Jacqueline Thompson, the compliance officer for Alliance Bank of Chantilly, Va. - a Digital Insight customer - plans to use both.

"You feel lost," said Ms. Thompson, whose bank's holding company is the $662 million-asset Alliance Bankshares Corp. of Chantilly.

October guidelines from the Federal Financial Institutions Examination Council advised banks that by the end of this year they should use more than just a password to confirm the supposed customer's identity in high-risk transactions.

But Ms. Thompson said the regulators should have provided some direction. "I don't understand why, when this guidance and these laws come out, why there can't be … maybe several avenues they can suggest," she said.

Whether and how to comply are especially difficult questions for small banks with correspondingly limited legal and technology teams.

"Sometimes you feel like you're shooting darts in the dark," Ms. Thompson said. "You don't know if you're hitting the target, and you don't know if you're hitting the bull's-eye. You find out when the regulators come in."

Edward Neumann, a managing director at CC Pace, said many banks need some sort of guidebook to tell them what to do. "Literally two thirds of banks have really small IT budgets focused on compliance and Internet banking" and cannot afford consultants or new staff to address the guidelines, he said.

His company's toolkit and online seminars - for two of which Ms. Thompson has signed up - are meant to address these concerns at a lower cost.

The toolkit costs $5,500. Mr. Neumann said it consists of "three binders and two CDs - hard and soft copies - of all of the questions that banks have to answer to determine if they have high-risk transactions."

Digital Insight's compliance kit will explain the authentication changes it plans for its software and tell customers how to discuss the authentication issue with regulators and end users, said Scott Mackelprang, its vice president of security and compliance.

This year the company will add one strong-authentication method from TriCipher Inc. of San Mateo, Calif., to its hosted service, Mr. Mackelprang said. Next year it add more TriCipher methods, he said.

If banks and credit unions "have outsourced the Internet banking stuff, I don't know that they would be capable of doing [the risk assessment] by themselves," he said. "We understand the product, and we understand the risks."

● **Brief 1**: Copy word for word the passage of the bank authentication article starting at "But Ms. Thompson" and ending at "and technology teams.".

● **Data rows**:
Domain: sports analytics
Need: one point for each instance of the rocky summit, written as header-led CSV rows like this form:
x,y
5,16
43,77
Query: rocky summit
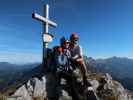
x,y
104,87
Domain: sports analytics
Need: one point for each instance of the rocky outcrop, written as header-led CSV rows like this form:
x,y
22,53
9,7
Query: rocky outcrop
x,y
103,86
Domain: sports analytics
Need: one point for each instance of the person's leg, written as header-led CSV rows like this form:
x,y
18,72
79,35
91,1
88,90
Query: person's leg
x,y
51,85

---

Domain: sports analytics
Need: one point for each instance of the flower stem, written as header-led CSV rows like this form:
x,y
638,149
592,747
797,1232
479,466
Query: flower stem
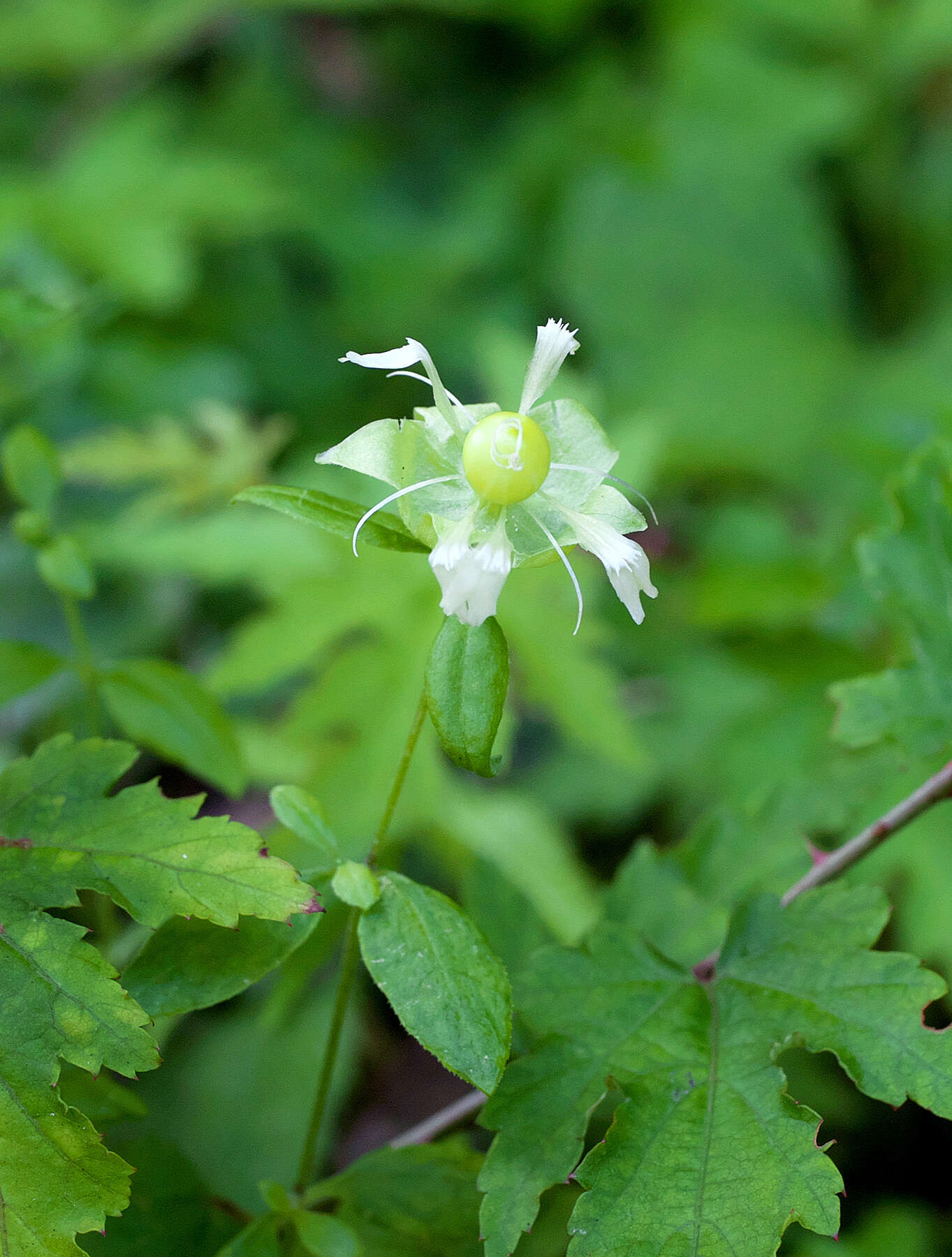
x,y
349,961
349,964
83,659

● **Brief 2**: Pick out every line in the rows that contains the string "rocky", treating uppercase and lowercase as different.

● **Problem solution 1**:
But Ms. Thompson said the regulators should have provided some direction. "I don't understand why, when this guidance and these laws come out, why there can't be … maybe several avenues they can suggest," she said.

Whether and how to comply are especially difficult questions for small banks with correspondingly limited legal and technology teams.

● **Problem solution 2**:
Need: one point for each instance of the rocky summit, written as header-led CSV rows like this form:
Query: rocky summit
Need: one point for each instance of the rocky outcrop, written as header-led CSV rows like this form:
Query: rocky outcrop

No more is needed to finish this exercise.